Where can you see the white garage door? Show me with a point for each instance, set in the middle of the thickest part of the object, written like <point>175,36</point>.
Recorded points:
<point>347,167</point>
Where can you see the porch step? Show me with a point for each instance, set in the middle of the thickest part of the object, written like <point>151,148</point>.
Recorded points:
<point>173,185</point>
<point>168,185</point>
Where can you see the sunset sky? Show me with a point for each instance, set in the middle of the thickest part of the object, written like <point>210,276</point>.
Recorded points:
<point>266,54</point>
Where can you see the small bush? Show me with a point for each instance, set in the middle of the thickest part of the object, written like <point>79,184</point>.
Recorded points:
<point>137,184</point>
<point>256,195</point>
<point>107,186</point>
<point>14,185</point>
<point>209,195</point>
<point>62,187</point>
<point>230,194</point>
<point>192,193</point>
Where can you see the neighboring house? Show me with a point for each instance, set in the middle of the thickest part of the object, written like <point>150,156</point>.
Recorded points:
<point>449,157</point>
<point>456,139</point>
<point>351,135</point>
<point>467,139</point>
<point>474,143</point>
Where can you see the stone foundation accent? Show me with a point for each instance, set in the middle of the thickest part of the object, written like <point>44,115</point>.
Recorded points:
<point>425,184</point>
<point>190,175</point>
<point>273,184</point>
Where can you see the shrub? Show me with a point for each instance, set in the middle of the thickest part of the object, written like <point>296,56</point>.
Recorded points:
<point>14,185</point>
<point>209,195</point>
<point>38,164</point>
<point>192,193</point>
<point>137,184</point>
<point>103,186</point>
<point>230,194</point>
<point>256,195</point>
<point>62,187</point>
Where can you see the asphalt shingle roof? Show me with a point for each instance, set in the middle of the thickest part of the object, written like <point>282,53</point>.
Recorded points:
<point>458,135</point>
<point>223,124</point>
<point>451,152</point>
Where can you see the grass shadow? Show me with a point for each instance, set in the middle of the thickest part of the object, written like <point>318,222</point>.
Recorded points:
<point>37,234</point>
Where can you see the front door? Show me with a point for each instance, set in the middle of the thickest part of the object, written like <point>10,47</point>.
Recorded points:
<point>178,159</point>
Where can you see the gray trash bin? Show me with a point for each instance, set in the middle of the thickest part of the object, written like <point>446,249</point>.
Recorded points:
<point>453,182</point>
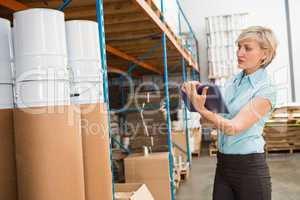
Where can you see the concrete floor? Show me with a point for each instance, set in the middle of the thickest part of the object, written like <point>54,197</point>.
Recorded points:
<point>285,173</point>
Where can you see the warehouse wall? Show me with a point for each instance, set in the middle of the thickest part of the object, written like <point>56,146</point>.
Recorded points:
<point>269,13</point>
<point>294,6</point>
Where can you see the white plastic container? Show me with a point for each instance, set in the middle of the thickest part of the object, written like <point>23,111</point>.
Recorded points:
<point>42,93</point>
<point>83,50</point>
<point>6,96</point>
<point>39,43</point>
<point>87,93</point>
<point>6,52</point>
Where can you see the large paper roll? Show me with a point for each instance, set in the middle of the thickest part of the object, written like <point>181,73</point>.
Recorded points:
<point>49,153</point>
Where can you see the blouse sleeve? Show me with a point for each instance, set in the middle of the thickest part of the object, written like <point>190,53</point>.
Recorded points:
<point>267,92</point>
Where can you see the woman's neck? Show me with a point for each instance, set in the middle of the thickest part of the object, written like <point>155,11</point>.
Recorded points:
<point>250,71</point>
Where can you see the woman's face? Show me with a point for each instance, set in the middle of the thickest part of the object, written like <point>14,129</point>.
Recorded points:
<point>249,55</point>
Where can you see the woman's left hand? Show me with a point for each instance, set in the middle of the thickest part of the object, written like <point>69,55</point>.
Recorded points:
<point>198,101</point>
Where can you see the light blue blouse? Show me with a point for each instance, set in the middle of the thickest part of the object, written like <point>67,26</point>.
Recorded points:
<point>238,92</point>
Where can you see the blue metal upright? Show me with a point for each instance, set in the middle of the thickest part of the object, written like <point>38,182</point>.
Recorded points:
<point>187,135</point>
<point>184,78</point>
<point>166,88</point>
<point>100,19</point>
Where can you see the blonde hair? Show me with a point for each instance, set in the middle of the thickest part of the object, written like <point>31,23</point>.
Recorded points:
<point>265,38</point>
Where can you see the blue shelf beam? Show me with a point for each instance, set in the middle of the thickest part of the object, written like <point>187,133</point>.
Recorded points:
<point>166,89</point>
<point>187,135</point>
<point>100,19</point>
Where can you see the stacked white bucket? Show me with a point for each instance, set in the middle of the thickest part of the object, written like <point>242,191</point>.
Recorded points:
<point>42,77</point>
<point>222,32</point>
<point>84,62</point>
<point>6,56</point>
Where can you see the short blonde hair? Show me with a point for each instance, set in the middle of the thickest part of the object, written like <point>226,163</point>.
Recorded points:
<point>265,38</point>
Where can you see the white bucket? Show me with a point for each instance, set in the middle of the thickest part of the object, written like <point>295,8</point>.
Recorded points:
<point>126,142</point>
<point>6,96</point>
<point>39,42</point>
<point>83,50</point>
<point>87,93</point>
<point>42,93</point>
<point>6,52</point>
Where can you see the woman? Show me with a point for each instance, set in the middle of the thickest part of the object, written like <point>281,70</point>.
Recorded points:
<point>242,172</point>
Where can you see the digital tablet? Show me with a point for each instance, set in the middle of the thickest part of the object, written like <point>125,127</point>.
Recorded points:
<point>214,99</point>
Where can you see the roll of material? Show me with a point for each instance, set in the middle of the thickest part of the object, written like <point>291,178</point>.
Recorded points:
<point>8,178</point>
<point>6,52</point>
<point>96,155</point>
<point>49,153</point>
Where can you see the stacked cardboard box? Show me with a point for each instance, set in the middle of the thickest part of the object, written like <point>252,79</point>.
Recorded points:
<point>95,147</point>
<point>282,130</point>
<point>153,170</point>
<point>8,176</point>
<point>49,153</point>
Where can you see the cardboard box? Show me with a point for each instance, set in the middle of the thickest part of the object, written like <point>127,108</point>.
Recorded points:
<point>49,153</point>
<point>8,180</point>
<point>153,170</point>
<point>96,152</point>
<point>179,141</point>
<point>132,191</point>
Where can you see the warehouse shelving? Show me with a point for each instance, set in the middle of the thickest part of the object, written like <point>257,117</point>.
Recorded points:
<point>134,38</point>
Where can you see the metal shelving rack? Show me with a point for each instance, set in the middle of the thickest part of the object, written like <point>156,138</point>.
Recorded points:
<point>134,39</point>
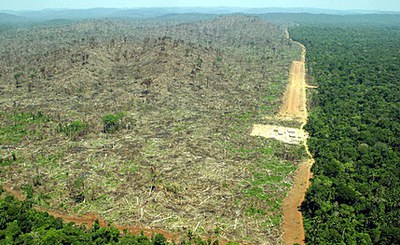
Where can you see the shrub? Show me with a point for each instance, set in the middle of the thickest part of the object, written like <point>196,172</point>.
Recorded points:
<point>111,122</point>
<point>73,129</point>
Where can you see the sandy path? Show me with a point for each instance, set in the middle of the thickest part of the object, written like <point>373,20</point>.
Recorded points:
<point>294,106</point>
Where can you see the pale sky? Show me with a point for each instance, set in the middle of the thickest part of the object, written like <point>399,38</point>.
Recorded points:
<point>385,5</point>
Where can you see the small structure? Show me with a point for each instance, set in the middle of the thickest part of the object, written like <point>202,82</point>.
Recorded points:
<point>284,134</point>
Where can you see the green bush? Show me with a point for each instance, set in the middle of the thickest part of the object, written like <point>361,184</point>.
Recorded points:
<point>73,129</point>
<point>111,122</point>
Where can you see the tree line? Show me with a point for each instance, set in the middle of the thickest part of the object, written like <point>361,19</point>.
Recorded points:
<point>354,131</point>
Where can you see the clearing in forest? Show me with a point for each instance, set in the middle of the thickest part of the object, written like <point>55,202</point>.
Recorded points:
<point>294,107</point>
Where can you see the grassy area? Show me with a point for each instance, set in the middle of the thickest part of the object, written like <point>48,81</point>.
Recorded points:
<point>154,130</point>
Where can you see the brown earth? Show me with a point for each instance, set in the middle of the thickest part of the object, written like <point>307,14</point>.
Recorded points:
<point>294,99</point>
<point>294,106</point>
<point>89,219</point>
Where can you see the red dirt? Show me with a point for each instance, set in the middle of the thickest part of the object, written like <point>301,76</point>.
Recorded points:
<point>89,219</point>
<point>294,106</point>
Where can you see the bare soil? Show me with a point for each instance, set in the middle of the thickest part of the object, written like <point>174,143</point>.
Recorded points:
<point>294,98</point>
<point>89,219</point>
<point>295,106</point>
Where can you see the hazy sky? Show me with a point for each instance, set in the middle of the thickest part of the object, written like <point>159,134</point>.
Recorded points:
<point>391,5</point>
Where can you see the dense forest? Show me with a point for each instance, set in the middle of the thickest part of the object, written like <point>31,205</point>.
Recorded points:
<point>354,133</point>
<point>147,122</point>
<point>20,223</point>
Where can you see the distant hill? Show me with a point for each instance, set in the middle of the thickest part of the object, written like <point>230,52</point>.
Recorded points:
<point>98,13</point>
<point>10,18</point>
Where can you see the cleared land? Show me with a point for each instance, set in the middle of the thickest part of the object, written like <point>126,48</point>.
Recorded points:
<point>293,107</point>
<point>146,123</point>
<point>286,135</point>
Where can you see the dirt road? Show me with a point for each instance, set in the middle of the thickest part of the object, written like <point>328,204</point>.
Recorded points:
<point>294,106</point>
<point>294,99</point>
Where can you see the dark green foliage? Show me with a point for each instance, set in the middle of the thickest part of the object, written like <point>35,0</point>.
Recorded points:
<point>354,134</point>
<point>21,224</point>
<point>112,122</point>
<point>15,126</point>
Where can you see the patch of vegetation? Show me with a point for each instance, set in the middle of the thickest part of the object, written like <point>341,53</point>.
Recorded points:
<point>73,129</point>
<point>189,92</point>
<point>354,134</point>
<point>21,224</point>
<point>112,122</point>
<point>15,126</point>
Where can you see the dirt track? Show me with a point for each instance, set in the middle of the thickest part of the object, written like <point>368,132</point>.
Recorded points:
<point>294,99</point>
<point>294,106</point>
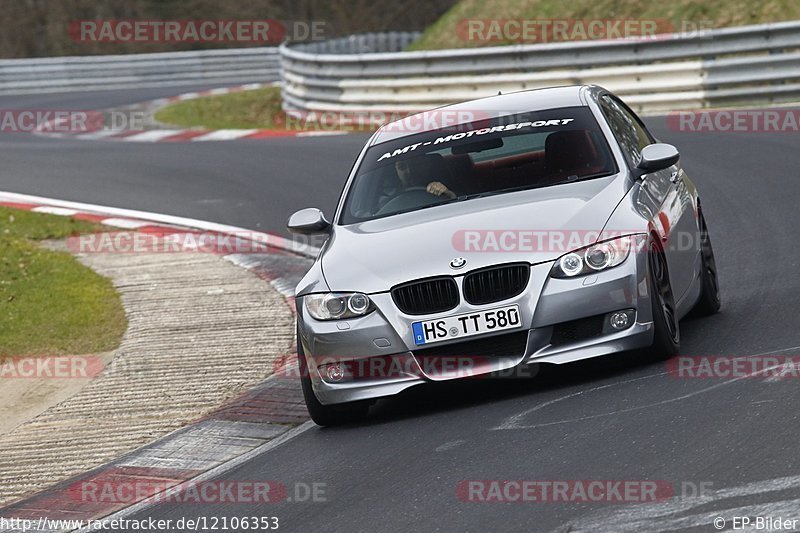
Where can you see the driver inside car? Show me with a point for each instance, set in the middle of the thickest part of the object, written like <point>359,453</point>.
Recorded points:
<point>419,173</point>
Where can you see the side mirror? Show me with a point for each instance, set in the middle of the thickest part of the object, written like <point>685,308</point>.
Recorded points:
<point>657,157</point>
<point>308,222</point>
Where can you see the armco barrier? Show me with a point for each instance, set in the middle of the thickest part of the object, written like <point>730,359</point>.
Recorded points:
<point>749,64</point>
<point>133,71</point>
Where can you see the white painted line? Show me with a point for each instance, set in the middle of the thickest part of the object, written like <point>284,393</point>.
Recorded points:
<point>262,237</point>
<point>151,136</point>
<point>211,474</point>
<point>223,135</point>
<point>55,210</point>
<point>514,421</point>
<point>101,134</point>
<point>126,223</point>
<point>320,133</point>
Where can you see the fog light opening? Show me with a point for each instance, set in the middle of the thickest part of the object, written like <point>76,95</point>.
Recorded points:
<point>335,372</point>
<point>619,320</point>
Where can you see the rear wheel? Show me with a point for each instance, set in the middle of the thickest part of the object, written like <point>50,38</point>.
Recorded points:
<point>326,415</point>
<point>710,301</point>
<point>666,334</point>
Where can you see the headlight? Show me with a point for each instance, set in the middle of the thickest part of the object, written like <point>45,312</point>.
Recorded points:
<point>593,258</point>
<point>337,305</point>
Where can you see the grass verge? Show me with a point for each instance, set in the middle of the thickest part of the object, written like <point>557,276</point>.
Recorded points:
<point>684,15</point>
<point>51,304</point>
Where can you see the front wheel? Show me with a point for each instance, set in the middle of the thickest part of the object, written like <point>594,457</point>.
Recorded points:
<point>666,334</point>
<point>326,415</point>
<point>710,301</point>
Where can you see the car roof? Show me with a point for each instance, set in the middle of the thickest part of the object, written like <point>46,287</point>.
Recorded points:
<point>484,108</point>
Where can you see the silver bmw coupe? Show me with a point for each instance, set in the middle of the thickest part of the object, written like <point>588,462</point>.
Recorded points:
<point>542,226</point>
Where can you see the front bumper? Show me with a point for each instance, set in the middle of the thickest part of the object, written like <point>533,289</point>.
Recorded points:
<point>385,335</point>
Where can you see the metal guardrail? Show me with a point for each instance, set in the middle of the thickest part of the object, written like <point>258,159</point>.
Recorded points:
<point>748,64</point>
<point>132,71</point>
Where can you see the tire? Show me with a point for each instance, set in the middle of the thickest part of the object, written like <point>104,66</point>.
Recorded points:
<point>666,330</point>
<point>710,301</point>
<point>326,415</point>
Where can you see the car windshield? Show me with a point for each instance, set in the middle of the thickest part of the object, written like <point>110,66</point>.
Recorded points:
<point>505,154</point>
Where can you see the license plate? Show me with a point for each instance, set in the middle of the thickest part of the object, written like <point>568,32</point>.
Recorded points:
<point>466,325</point>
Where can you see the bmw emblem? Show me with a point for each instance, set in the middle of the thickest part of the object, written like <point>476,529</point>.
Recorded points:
<point>458,262</point>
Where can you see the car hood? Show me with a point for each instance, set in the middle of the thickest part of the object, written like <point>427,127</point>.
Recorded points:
<point>533,226</point>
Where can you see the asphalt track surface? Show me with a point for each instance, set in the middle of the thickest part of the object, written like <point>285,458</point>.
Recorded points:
<point>615,418</point>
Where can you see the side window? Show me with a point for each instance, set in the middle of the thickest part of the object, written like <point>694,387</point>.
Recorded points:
<point>628,130</point>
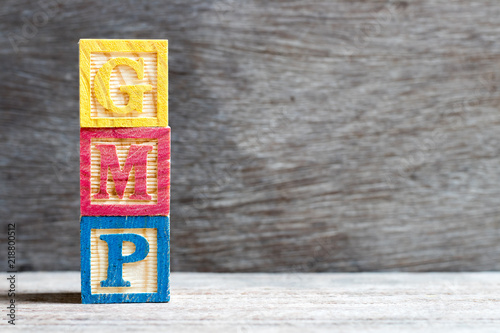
===
REQUIRED WORK - Quote the rows above word for word, from the line containing "Where can you see the woman's neck?" down to the line containing "<point>238,92</point>", with both of those lines included.

RESPONSE TO THIS TASK -
Where can you see the woman's neck? Show me with a point for each instance, set in the middle of the thickest part of the object, written like <point>155,11</point>.
Recorded points:
<point>250,71</point>
Where can you see the woman's face? Show me with a point for each instance, set in the middle of the thickest part of the object, written like <point>14,129</point>.
Recorded points:
<point>249,55</point>
Where can you see the woman's left hand? Show me with a point for each instance, set in the middle of the thickest part of the object, written like <point>69,55</point>.
Recorded points:
<point>198,101</point>
Where can you see the light blue blouse? Show me with a point for each instance, set in the middle of the thickest part of the object, written like <point>67,26</point>.
Recorded points:
<point>238,92</point>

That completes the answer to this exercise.